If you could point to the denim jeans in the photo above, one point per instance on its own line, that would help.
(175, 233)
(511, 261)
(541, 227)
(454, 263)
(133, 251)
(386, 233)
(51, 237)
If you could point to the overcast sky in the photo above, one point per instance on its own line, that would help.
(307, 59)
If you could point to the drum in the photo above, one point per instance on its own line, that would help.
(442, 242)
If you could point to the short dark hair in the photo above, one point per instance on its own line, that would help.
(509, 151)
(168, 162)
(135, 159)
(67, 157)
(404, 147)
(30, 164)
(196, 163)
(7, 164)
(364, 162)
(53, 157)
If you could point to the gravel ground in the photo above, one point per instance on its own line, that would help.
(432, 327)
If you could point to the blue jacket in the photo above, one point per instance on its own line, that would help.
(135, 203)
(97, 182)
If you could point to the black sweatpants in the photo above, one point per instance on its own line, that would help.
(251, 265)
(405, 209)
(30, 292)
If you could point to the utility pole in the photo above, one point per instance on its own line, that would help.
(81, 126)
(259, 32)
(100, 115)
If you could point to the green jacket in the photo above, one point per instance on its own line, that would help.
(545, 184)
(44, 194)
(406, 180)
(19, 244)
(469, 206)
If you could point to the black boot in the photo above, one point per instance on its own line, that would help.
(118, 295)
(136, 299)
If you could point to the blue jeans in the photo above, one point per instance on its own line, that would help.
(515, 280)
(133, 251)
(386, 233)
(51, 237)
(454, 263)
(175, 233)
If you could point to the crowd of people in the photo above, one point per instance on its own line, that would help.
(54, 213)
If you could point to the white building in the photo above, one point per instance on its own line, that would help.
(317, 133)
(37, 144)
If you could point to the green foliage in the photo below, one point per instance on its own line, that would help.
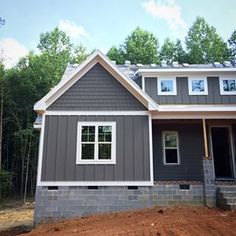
(116, 54)
(167, 52)
(140, 46)
(232, 45)
(204, 45)
(180, 54)
(79, 54)
(6, 182)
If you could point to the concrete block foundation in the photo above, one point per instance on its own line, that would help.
(65, 202)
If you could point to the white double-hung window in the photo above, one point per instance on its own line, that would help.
(96, 143)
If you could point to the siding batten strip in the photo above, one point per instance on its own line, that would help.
(205, 138)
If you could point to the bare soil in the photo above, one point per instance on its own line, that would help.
(171, 221)
(15, 218)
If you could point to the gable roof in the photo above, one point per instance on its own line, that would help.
(70, 78)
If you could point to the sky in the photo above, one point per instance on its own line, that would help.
(103, 23)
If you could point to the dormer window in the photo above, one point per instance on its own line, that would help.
(227, 86)
(197, 86)
(166, 86)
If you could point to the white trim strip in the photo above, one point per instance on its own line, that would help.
(95, 183)
(186, 70)
(102, 113)
(151, 149)
(192, 116)
(40, 160)
(200, 108)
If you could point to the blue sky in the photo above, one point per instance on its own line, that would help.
(103, 23)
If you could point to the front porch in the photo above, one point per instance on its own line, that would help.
(193, 150)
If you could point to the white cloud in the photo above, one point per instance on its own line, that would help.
(72, 29)
(169, 11)
(11, 51)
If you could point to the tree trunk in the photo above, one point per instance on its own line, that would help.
(1, 119)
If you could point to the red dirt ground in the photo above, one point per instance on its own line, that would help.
(171, 221)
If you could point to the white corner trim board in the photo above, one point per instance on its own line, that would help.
(96, 57)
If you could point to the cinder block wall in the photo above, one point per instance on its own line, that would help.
(68, 202)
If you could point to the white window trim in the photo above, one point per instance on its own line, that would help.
(164, 148)
(159, 92)
(190, 79)
(222, 92)
(96, 160)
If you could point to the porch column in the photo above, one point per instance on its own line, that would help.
(208, 172)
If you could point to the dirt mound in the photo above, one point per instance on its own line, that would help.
(156, 221)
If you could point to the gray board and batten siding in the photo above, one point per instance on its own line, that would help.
(97, 90)
(132, 150)
(191, 151)
(183, 96)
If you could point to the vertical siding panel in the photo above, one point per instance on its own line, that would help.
(178, 97)
(146, 151)
(216, 91)
(202, 99)
(52, 147)
(99, 169)
(232, 99)
(71, 165)
(79, 169)
(120, 157)
(186, 97)
(225, 99)
(210, 99)
(170, 99)
(138, 149)
(61, 148)
(129, 139)
(109, 169)
(89, 170)
(46, 161)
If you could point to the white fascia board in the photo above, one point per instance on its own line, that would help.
(195, 108)
(95, 183)
(62, 86)
(233, 69)
(41, 104)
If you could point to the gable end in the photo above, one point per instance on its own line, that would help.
(97, 90)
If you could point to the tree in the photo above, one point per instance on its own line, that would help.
(116, 54)
(56, 53)
(180, 55)
(232, 45)
(167, 52)
(140, 46)
(79, 54)
(3, 96)
(204, 45)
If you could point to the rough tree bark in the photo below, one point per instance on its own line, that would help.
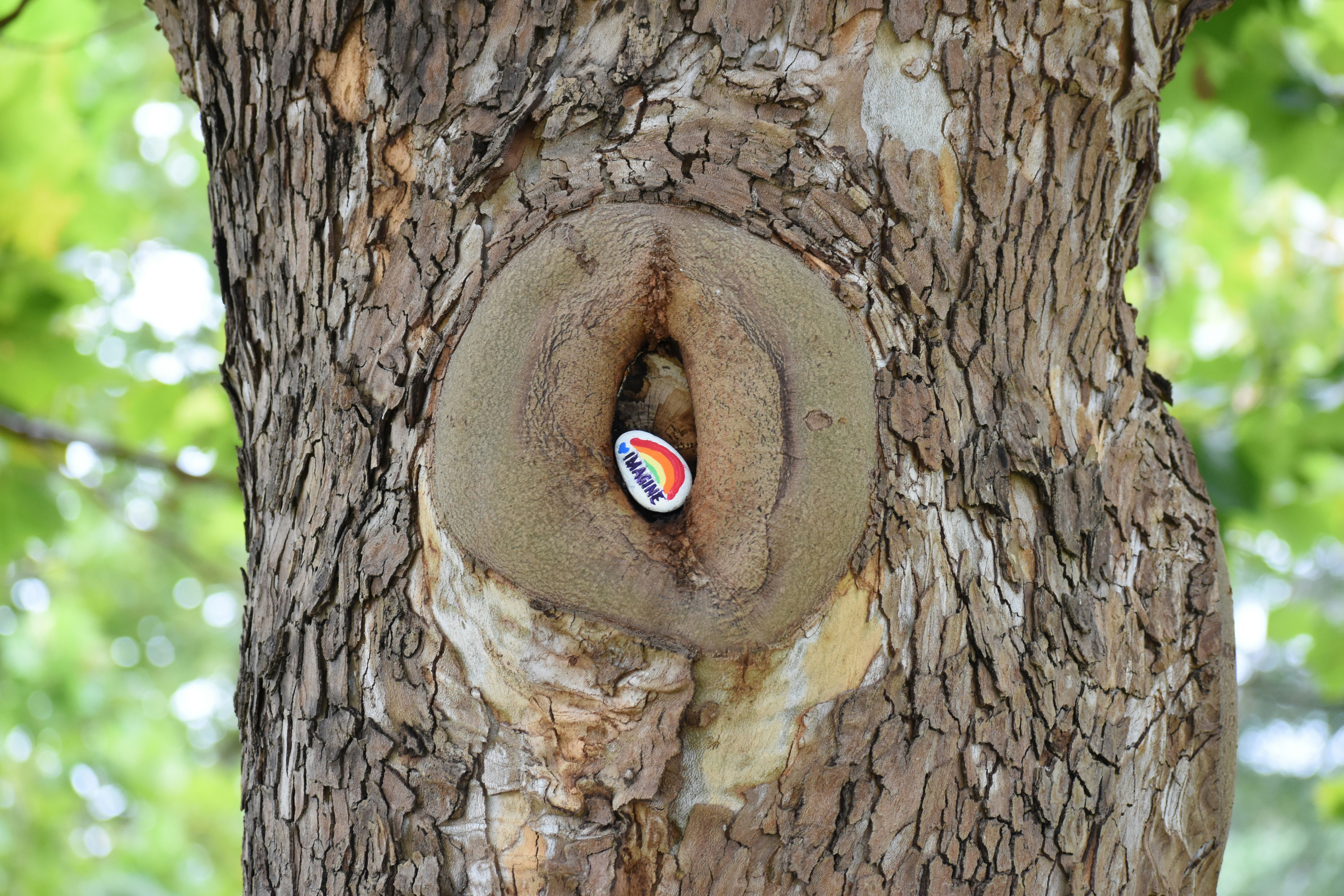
(1021, 682)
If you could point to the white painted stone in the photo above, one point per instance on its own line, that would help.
(655, 473)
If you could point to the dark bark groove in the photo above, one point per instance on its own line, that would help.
(1049, 703)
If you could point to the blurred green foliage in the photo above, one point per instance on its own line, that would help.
(1241, 293)
(120, 553)
(119, 620)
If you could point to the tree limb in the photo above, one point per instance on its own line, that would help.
(36, 431)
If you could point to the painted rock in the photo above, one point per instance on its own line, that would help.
(655, 473)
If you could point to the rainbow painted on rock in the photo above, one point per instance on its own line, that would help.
(654, 472)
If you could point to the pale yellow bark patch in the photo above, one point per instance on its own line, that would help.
(347, 72)
(749, 707)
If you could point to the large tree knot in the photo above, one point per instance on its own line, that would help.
(784, 421)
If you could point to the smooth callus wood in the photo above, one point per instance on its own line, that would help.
(783, 392)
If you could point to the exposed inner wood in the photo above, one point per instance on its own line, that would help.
(525, 464)
(657, 398)
(1053, 704)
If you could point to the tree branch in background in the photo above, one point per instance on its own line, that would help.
(36, 431)
(18, 11)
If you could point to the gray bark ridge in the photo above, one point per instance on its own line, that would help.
(1050, 704)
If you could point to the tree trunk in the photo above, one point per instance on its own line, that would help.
(948, 618)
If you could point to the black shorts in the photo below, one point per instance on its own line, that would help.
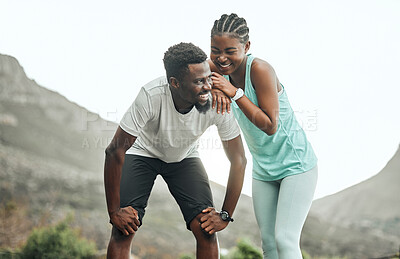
(187, 181)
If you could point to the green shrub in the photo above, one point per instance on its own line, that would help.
(59, 241)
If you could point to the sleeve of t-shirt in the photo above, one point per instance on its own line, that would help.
(137, 115)
(227, 126)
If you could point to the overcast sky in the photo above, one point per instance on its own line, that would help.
(338, 60)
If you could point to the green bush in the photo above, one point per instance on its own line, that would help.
(59, 241)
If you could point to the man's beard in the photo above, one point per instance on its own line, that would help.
(203, 108)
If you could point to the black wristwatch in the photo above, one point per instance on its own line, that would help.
(225, 216)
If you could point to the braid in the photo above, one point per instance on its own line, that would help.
(232, 24)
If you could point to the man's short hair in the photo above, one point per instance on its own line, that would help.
(179, 56)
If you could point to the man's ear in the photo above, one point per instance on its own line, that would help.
(173, 81)
(246, 47)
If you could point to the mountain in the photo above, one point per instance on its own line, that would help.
(363, 220)
(51, 163)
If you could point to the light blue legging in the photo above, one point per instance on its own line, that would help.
(281, 208)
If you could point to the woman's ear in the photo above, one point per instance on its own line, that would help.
(246, 47)
(174, 82)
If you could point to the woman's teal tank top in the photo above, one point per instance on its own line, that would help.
(285, 153)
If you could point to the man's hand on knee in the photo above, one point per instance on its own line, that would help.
(212, 222)
(126, 220)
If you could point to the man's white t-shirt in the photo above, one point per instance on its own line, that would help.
(164, 133)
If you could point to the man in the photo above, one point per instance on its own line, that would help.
(159, 135)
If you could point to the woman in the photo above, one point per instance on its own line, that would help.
(284, 164)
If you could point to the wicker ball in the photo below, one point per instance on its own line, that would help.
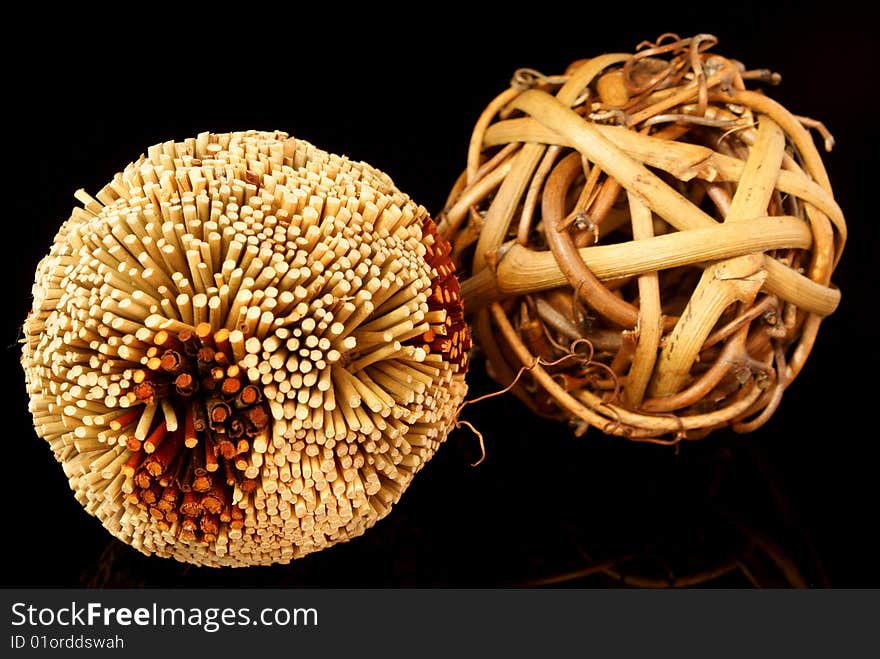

****************

■ What is expected
Omit every picture, then reproduce the rest of the listing exactly.

■ The reply
If you could point to the denim jeans in the photo above, one point per instance on its own line, that would help.
(175, 233)
(511, 261)
(541, 227)
(454, 263)
(133, 251)
(386, 233)
(51, 237)
If you could point to the overcast sky in the photo above, one point per instance on its own line, that would help.
(307, 59)
If you could point to the drum in the photo above, one point per instance on its own line, that would help.
(442, 242)
If you could point to the short dark hair in the photo above, one point per instance on its own line, that would help.
(509, 151)
(168, 162)
(135, 159)
(67, 157)
(404, 147)
(30, 164)
(196, 163)
(7, 164)
(364, 162)
(53, 157)
If you could point to the gravel ground in the photo above, one point per instance on its own line, that would help.
(432, 327)
If you could point to the blue jacket in the photo above, one point per instance on its own line, that would help.
(135, 203)
(97, 182)
If you could point to the black sweatpants in the photo above, one point per instance on its own line, that would help.
(251, 265)
(405, 209)
(30, 292)
If you could point to the utility pole in the photo above, one point per instance on its own line, that would help.
(81, 126)
(259, 32)
(100, 115)
If you could point to the green jacket in the photo above, one point per instance on its own line, that would help.
(545, 184)
(44, 194)
(406, 180)
(19, 244)
(469, 206)
If you could point to the black boot in the photo above, one point per instance on its own line, that would help.
(118, 295)
(136, 299)
If you could point to the blue jeans in the photo above, one point per instance on its own line, that would help.
(515, 280)
(133, 251)
(386, 233)
(51, 237)
(454, 263)
(175, 233)
If you could point to the crowd of people in the photo above, one point per instance on its own line, that would help.
(54, 213)
If you could point to the white building in the photo above, one point per instance on its own line, that would help.
(317, 133)
(37, 144)
If you could point to the green foliage in the photo below, one point per instance on its own line, that would help.
(116, 54)
(167, 52)
(140, 46)
(232, 45)
(204, 45)
(180, 54)
(79, 54)
(6, 182)
If you could point to the concrete block foundation in the photo above, one point per instance on its own line, that would help.
(65, 202)
If you could point to the white double-hung window in the photo above, one point per instance on its own line, that would help.
(96, 143)
If you could point to the siding batten strip in the photo above, one point per instance on its own line, that would help.
(205, 138)
If you could point to the bare soil in the photo above, one point per instance on its own line, that would help.
(171, 221)
(15, 218)
If you could point to the gable roof in the photo above, one point per instance on its own line, that would help.
(70, 78)
If you could point to the sky in the photo above, one point per instance on its own line, that would help.
(103, 23)
If you could point to the dormer window in the photo above, one point per instance on its own line, that would help.
(227, 86)
(197, 86)
(166, 86)
If you could point to the white trim strip in the photo above, one point per instance on its own line, that would help.
(95, 183)
(186, 70)
(102, 113)
(151, 149)
(192, 116)
(40, 160)
(200, 108)
If you could point to the blue sky in the photo above, one point per instance on its own line, that would help.
(103, 23)
If you could point to the front porch in the photo above, one point per instance on its own line, that would help.
(193, 150)
If you could point to the white cloud in the photo above, one point per instance on its own line, that would help.
(72, 29)
(169, 11)
(11, 51)
If you could point to the tree trunk in the photo above, one point per instance on its own line, that would help.
(1, 119)
If you could point to the red dirt ground in the photo above, one point per instance on its own line, that would help.
(171, 221)
If you could point to the white corner trim board in the photo above, one point per instance on its own line, that would help.
(96, 57)
If you could point to the cinder block wall in the photo above, one point per instance on its own line, that would help.
(68, 202)
If you could point to the white window trim in the photo above, one point per instance on its own line, that would help.
(164, 148)
(159, 92)
(190, 79)
(222, 92)
(96, 160)
If you could point to the porch column in the photo above, one point per instance on its own line, that would help.
(208, 172)
If you could point to the dirt mound in the photo above, one point per instance on its own line, that would help.
(156, 221)
If you could point to the gray board and batten siding in the photo above, one point per instance on its own line, that would help.
(97, 90)
(132, 150)
(191, 151)
(183, 96)
If you could point to the vertical siding panel in the photo above, one point per instance on its own line, that would help.
(178, 97)
(146, 151)
(216, 91)
(202, 99)
(52, 147)
(99, 169)
(232, 99)
(71, 165)
(79, 169)
(120, 157)
(186, 97)
(225, 99)
(210, 99)
(170, 99)
(138, 149)
(61, 148)
(129, 139)
(109, 169)
(89, 170)
(46, 161)
If you could point to the white fascia board in the photo above, one point per instance on its own line, that would help.
(195, 108)
(95, 183)
(62, 86)
(233, 69)
(41, 104)
If you could point to the gable end in the photo above, one point per instance on its own line, that would help.
(97, 90)
If you could point to the tree in the photo above, one point per instance on its own line, that would help.
(116, 54)
(56, 53)
(180, 55)
(232, 45)
(167, 52)
(140, 46)
(79, 54)
(3, 96)
(204, 45)
If you could point to the rough tree bark in the photo below, one point per instance on its own line, that would help.
(1021, 682)
If you could point to the white painted stone in the photo above, one point per instance on its own line, that would help.
(655, 473)
If you could point to the dark bark groove in the photo above, one point per instance on its own line, that would help.
(1049, 703)
If you could point to the blurred green foliage in the photo above, one point per instance on its own line, that would help.
(1241, 293)
(120, 553)
(119, 620)
If you could point to the tree limb in the photo above, one point per instance on its own line, that would help.
(36, 431)
If you could point to the painted rock in the photo above, one point per instance on its own line, that would help.
(655, 473)
If you could point to the rainbow painted on rock in the photo above, one point per instance on its own line, that would help.
(654, 472)
If you could point to the pale yellow bark patch in the photo above, one point per instance on its own line, that would help.
(347, 72)
(749, 707)
If you could point to the large tree knot in the photo above, one point per instance on its own line, that would help.
(784, 421)
If you could point to the smooth callus wood in the photo above, one point per instance on its own line, that would help.
(783, 392)
If you could point to the exposed inner wood in the photo above, one point per instance on its own line, that would help.
(525, 464)
(657, 398)
(1053, 704)
If you could point to the tree branch in background in the photo above, one point per instance on its own line, that would help.
(36, 431)
(18, 11)
If you could point to the gray bark ridge in the photo above, one point per instance on its own line, that would help.
(1050, 704)
If you could point to the tree trunk in the photo above, one point per instance on its own line, that would help.
(948, 618)
If you could point to the black shorts in the photo below, one point per instance on its own line, that would help.
(187, 181)
If you could point to the green shrub in the photo above, one point per instance on its own line, that would help.
(59, 241)
If you could point to the sleeve of t-shirt in the photo above, one point per instance on its own line, that would help.
(137, 115)
(227, 126)
If you could point to the overcast sky in the photo above, one point per instance on its own line, that would help.
(338, 60)
If you could point to the green bush in the photo above, one point per instance on its own line, that would help.
(59, 241)
If you could point to the man's beard in the photo above, one point per instance on its own line, that would help.
(203, 108)
If you could point to the black wristwatch in the photo above, one point per instance on its own line, that would help.
(225, 216)
If you could point to the braid in the photo above, one point per instance on its own line, that would help.
(232, 24)
If you could point to the man's short hair in the photo above, one point per instance on its own line, that would help.
(179, 56)
If you could point to the man's ear in the photo above, one point per instance on its own line, that would help.
(173, 81)
(246, 47)
If you could point to the mountain in the photo above, one point per instance on its own line, that would help.
(363, 220)
(51, 163)
If you could point to the light blue legging in the photo above, one point per instance on its own line, that would help.
(281, 208)
If you could point to the woman's ear in the photo above, one point per instance on its own line, that would help.
(246, 47)
(174, 82)
If you could point to the woman's teal tank top in the photo above, one point per instance on its own line, that would help.
(285, 153)
If you could point to the man's hand on knee in the photo above, one point per instance on its own line, that would help.
(212, 222)
(126, 220)
If you could point to the man's white t-shirt in the photo above, one point per instance on its own line, that would help.
(164, 133)
If you could point to the man in the photo above, one point per instance on its own line, that would help.
(159, 135)
If you could point to the woman in the photo above, one point per instance on its own line, that would help.
(284, 164)
If you could point to the wicker ball in the photo below, one point per instance on its own line, that would help.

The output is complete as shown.